* Instructions for the task *
Which lines of the listing below contain the string "outline"? List each of them, copied in full.

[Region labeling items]

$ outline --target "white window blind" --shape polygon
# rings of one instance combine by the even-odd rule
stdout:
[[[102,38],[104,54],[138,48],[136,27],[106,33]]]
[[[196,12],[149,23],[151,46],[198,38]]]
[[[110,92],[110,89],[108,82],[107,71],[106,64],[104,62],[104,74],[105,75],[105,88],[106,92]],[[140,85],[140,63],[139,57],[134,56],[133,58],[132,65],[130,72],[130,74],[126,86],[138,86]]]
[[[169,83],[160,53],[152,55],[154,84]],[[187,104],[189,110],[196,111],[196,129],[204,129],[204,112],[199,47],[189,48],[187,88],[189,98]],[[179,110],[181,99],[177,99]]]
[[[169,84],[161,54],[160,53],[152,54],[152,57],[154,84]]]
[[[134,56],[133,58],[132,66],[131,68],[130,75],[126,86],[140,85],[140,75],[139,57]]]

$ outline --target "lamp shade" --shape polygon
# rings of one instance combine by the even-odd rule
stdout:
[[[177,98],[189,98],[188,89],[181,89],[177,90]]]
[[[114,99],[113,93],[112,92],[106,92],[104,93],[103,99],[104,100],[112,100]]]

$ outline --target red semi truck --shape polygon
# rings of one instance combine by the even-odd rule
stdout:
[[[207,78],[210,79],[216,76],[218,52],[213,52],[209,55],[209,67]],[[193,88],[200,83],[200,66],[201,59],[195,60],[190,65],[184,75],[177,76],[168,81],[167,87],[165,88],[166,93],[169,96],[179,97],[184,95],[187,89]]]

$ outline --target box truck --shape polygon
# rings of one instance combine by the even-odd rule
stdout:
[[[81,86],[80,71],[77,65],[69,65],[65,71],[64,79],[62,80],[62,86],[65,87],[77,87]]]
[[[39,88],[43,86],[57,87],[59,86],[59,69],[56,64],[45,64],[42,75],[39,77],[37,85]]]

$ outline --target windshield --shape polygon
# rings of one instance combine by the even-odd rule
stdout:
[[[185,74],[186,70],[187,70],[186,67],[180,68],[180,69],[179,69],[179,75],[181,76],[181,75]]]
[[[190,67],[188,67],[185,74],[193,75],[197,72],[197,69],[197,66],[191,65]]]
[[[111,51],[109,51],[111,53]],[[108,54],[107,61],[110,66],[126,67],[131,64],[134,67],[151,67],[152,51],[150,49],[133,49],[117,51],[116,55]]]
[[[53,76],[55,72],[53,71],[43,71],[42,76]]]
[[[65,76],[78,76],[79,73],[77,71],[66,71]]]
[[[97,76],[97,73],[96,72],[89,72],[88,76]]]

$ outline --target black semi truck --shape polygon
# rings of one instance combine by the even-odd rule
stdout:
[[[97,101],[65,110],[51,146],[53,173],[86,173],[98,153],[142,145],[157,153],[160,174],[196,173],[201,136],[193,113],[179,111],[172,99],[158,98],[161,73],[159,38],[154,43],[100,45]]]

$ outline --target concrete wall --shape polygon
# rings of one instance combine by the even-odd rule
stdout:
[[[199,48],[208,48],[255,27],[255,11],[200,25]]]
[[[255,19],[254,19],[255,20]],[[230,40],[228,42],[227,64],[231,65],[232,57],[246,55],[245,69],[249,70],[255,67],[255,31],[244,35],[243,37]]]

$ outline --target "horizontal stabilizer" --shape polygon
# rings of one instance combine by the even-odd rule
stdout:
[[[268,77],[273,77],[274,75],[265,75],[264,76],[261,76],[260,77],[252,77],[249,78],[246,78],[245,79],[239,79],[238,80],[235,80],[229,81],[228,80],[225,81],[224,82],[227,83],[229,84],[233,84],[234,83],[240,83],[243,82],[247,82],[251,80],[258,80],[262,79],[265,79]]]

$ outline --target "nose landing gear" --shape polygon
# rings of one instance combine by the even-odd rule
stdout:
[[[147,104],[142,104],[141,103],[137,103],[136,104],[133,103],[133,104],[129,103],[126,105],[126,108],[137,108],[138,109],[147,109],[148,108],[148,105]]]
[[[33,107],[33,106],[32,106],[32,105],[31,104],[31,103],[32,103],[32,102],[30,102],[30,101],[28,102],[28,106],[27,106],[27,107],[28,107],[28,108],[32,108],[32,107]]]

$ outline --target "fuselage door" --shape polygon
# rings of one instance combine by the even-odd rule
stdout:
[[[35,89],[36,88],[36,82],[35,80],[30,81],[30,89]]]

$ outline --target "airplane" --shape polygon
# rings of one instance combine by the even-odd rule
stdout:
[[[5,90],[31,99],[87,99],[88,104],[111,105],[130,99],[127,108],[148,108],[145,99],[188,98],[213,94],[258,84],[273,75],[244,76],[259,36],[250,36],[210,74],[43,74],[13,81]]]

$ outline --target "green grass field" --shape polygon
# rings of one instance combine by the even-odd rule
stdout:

* Exercise solution *
$ outline --target "white window blind" --shape polygon
$ outline --target "lamp shade" --shape polygon
$ outline --target red semi truck --shape polygon
$ outline --target box truck --shape polygon
$ outline --target windshield --shape polygon
$ outline --target black semi truck --shape polygon
$ outline --target concrete wall --shape polygon
$ outline --target "horizontal stabilizer" --shape polygon
$ outline --target "nose landing gear" --shape polygon
$ outline --target "fuselage door" --shape polygon
$ outline --target "airplane" --shape polygon
$ outline --target "green grass field" --shape polygon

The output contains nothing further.